Each entry that follows should be retyped in full and exactly.
···
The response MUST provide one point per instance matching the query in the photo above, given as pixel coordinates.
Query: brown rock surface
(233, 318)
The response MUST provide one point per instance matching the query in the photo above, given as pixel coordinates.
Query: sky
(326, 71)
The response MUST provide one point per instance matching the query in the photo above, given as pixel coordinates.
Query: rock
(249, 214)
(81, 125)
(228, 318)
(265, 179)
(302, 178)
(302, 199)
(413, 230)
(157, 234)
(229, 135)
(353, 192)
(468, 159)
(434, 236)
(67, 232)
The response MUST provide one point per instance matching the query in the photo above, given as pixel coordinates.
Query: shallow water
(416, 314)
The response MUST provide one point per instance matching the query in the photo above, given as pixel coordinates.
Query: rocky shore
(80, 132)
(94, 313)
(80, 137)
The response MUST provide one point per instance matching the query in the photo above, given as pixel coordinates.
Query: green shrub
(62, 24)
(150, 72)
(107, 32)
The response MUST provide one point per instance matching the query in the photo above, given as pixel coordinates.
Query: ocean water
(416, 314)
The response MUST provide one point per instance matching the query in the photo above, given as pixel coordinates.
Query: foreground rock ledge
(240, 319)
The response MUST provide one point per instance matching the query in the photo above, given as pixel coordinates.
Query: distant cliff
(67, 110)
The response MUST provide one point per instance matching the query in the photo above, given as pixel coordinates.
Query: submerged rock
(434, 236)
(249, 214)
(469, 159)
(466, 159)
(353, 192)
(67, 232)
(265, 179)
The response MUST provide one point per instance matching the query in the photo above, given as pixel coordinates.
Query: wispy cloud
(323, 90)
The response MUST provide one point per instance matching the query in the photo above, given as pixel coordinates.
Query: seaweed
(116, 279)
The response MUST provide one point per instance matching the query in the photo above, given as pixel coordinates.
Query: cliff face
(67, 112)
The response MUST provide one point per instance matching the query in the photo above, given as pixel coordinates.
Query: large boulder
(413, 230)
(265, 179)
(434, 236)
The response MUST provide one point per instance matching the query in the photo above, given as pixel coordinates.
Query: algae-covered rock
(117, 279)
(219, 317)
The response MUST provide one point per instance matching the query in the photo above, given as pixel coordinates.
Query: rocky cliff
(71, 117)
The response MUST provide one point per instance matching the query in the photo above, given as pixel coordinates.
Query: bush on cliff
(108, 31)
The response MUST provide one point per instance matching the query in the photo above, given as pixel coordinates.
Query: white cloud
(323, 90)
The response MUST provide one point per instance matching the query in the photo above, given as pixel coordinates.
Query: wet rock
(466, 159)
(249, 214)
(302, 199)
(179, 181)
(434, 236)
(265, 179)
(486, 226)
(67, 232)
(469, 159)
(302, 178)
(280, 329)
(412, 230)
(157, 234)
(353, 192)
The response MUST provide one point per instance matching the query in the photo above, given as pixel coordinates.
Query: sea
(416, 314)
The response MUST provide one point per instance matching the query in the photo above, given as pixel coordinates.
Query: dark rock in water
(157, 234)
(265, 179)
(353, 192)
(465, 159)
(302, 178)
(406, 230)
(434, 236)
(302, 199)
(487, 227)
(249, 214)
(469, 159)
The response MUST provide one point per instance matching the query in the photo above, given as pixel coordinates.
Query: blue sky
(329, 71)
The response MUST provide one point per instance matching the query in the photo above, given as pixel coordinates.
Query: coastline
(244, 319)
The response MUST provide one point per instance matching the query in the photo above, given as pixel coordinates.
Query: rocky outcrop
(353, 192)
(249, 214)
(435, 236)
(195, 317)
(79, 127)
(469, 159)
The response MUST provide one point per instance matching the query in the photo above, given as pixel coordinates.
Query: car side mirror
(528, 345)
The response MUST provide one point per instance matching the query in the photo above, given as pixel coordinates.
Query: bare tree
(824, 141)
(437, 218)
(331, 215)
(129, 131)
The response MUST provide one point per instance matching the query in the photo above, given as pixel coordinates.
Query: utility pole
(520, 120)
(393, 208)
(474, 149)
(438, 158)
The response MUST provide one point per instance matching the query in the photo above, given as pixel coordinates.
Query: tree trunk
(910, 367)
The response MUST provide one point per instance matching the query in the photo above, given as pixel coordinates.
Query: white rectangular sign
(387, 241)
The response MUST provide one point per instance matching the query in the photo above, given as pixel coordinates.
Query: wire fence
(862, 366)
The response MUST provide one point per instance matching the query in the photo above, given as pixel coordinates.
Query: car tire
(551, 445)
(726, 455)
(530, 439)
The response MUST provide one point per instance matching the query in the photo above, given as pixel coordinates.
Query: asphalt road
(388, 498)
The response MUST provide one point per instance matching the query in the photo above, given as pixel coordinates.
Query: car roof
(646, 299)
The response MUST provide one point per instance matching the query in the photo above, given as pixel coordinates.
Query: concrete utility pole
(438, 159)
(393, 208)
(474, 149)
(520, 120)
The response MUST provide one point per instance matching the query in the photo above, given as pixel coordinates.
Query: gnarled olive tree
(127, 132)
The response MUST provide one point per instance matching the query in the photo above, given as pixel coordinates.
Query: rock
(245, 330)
···
Finished task:
The response MUST provide one point per instance matching the query in the photo above, given as pixel coordinates.
Query: brown rock surface
(233, 318)
The response MUST provide one point per instance matching the query in the photo above, given as pixel coordinates.
Query: sky
(326, 71)
The response MUST provide one point per instance matching the query in the photo above, given as pixel coordinates.
Query: rock
(249, 214)
(81, 125)
(228, 318)
(265, 179)
(302, 178)
(302, 199)
(413, 230)
(157, 234)
(229, 135)
(353, 192)
(468, 159)
(434, 236)
(67, 232)
The response MUST provide one point per instance matching the query in the photo above, given as pixel coordinates.
Query: shallow water
(416, 314)
The response MUST provide one point per instance matching the query in the photo above, given as pixel coordinates.
Query: rocky shore
(80, 132)
(94, 313)
(80, 137)
The response MUST provide one point per instance matching the query in the photo above, given as pixel coordinates.
Query: green shrub
(62, 24)
(150, 72)
(107, 32)
The response MUST provide one point per instance matching the query in the photo above, given as pixel coordinates.
Query: ocean water
(416, 314)
The response MUST provide one point per instance matching the query in the photo above, given as pixel coordinates.
Query: foreground rock ledge
(240, 319)
The response MUST provide one point per instance matching the query in the photo above, given as pixel coordinates.
Query: distant cliff
(67, 110)
The response MUST provide one point per instance matching the query in the photo above, given as pixel coordinates.
Query: submerged rock
(434, 236)
(249, 214)
(469, 159)
(466, 159)
(353, 192)
(67, 232)
(265, 179)
The response MUST provide one point per instance matching the query in the photo above, given as pixel coordinates.
Query: wispy cloud
(323, 90)
The response MUST provide one point per instance matching the query in the photo above, given as pixel coordinates.
Query: seaweed
(116, 279)
The response MUST provide one point per instance matching the query in the photo above, given as pixel coordinates.
Query: cliff face
(67, 112)
The response MUST provide one point per instance matching the query in the photo above, given as pixel coordinates.
Query: large boulder
(413, 230)
(265, 179)
(434, 236)
The response MUST provide one point per instance matching the query in the photo above, given as pixel coordinates.
Query: algae-covered rock
(117, 279)
(219, 317)
The response MUST provide one point per instance matching the query in the photo above, given as pixel coordinates.
Query: rocky cliff
(71, 117)
The response MUST provide one point per instance matching the query in the photo above, given as pixel coordinates.
Query: bush on cliff
(108, 31)
The response MUST provide one point per instance matching the query in the photo above, given as pixel coordinates.
Query: white cloud
(323, 90)
The response MUST provide one point per instance matching the query in the photo above, given as pixel coordinates.
Query: wet rock
(466, 159)
(249, 214)
(302, 199)
(179, 181)
(434, 236)
(265, 179)
(486, 226)
(67, 232)
(469, 159)
(302, 178)
(280, 329)
(412, 230)
(157, 234)
(353, 192)
The response MUST provide one point per instance matching the query in the photo above, given as pixel coordinates.
Query: sea
(416, 314)
The response MUST provide one point per instance matching the query in the photo above, given as pixel coordinates.
Query: dark rock in water
(157, 234)
(265, 179)
(353, 192)
(465, 159)
(302, 178)
(406, 230)
(434, 236)
(302, 199)
(487, 227)
(249, 214)
(469, 159)
The response MUST provide one point per instance matching the query in the photo above, given as pixel coordinates.
Query: blue sky
(329, 71)
The response MUST provide one point per instance matching the query in the photo above, given as pixel coordinates.
Query: coastline
(244, 319)
The response MUST provide one point per instance matching the query in the photo above, given as pixel coordinates.
Query: rocky outcrop
(353, 192)
(249, 214)
(435, 236)
(195, 317)
(79, 127)
(469, 159)
The response MUST provide one point per instance matching the query in the photo above, given as pixel coordinates.
Query: car side mirror
(528, 345)
The response MUST provide one point per instance matching the query in the photo above, given as pixel coordinates.
Query: bare tree
(824, 141)
(437, 218)
(331, 215)
(129, 131)
The response MUST provide one point per instance matching the query in the photo above, given as pixel coordinates.
Query: utility pole
(520, 120)
(393, 208)
(474, 149)
(438, 158)
The response MUST provide one point per instance matching the query in the photo above, given as pixel coordinates.
Query: tree trunk
(910, 367)
The response MUST provide one point per instance matching the query in the photo above, given as pixel coordinates.
Query: white rectangular sign
(387, 241)
The response MUST provide one point per instance matching the query in the photo above, given as pixel coordinates.
Query: wire fence
(862, 366)
The response MUST provide one point per instance matching the query in the photo above, given as pixel coordinates.
Query: car tire
(551, 445)
(726, 455)
(530, 439)
The response MUST provide one point per instance matching the query in the photo above, given as pixel coordinates.
Query: asphalt road
(388, 498)
The response MUST provide one point per instance matching the query in the photo above, given as pixel coordinates.
Query: car roof
(646, 299)
The response MUST provide one point per instance matching the query in the photo above, given as pixel coordinates.
Query: concrete utility pole
(438, 159)
(393, 208)
(474, 149)
(520, 120)
The response MUST provide one point per instance matching the query in the photo above, given as pixel coordinates.
Query: gnarled olive tree
(127, 132)
The response MUST provide one point per instance matching the query in the photo above, given as pixel coordinates.
Query: rock
(245, 330)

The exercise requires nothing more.